** Opening SELECTED EXTRACT block **

The author's youthfulness helps to assure the inevitable comparison with the Anne Frank diary although over and above the...

Elie Wiesel spent his early years in a small Transylvanian town as one of four children. 

He was the only one of the family to survive what Francois Maurois, in his introduction, calls the "human holocaust" of the persecution of the Jews, which began with the restrictions, the singularization of the yellow star, the enclosure within the ghetto, and went on to the mass deportations to the ovens of Auschwitz and Buchenwald. There are unforgettable and horrifying scenes here in this spare and sombre memoir of this experience of the hanging of a child, of his first farewell with his father who leaves him an inheritance of a knife and a spoon, and of his last goodbye at Buchenwald his father's corpse is already cold let alone the long months of survival under unconscionable conditions.

** Closing SELECTED EXTRACT block **
** Opening RECORD SET block **

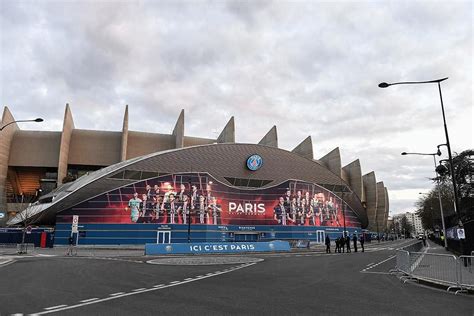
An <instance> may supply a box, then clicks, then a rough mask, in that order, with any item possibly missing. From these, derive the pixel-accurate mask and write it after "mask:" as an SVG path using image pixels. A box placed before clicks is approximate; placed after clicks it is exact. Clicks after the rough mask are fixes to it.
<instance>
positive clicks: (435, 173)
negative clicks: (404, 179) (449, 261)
mask: <svg viewBox="0 0 474 316" xmlns="http://www.w3.org/2000/svg"><path fill="white" fill-rule="evenodd" d="M406 155H417V156H433V161H434V164H435V175H436V179H437V187H438V200H439V209H440V211H441V224H443V235H444V248H446V249H448V241H447V240H446V226H445V225H444V212H443V203H442V201H441V187H440V184H439V177H438V169H437V166H436V156H441V150H439V147H438V150H437V151H436V153H434V154H424V153H407V152H402V156H406ZM418 194H427V193H421V192H420V193H418Z"/></svg>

** Closing RECORD SET block **

> TASK LIST
(1) According to the review, how many children were in Elie Wiesel's family?
(2) Summarize the review in two sentences.
The material has no connection to the review.

> SOLUTIONS PER TASK
(1) Four.

(2) Elie Wiesel grew up as one of four children in a small Transylvanian town and was the only member of his family to survive the persecution of the Jews, which went from restrictions, the yellow star, and the ghetto to mass deportations to Auschwitz and Buchenwald. His spare, somber memoir holds horrifying scenes, among them the hanging of a child, his first farewell with his father, who leaves him a knife and a spoon, and his last goodbye at Buchenwald, along with long months of survival under unconscionable conditions.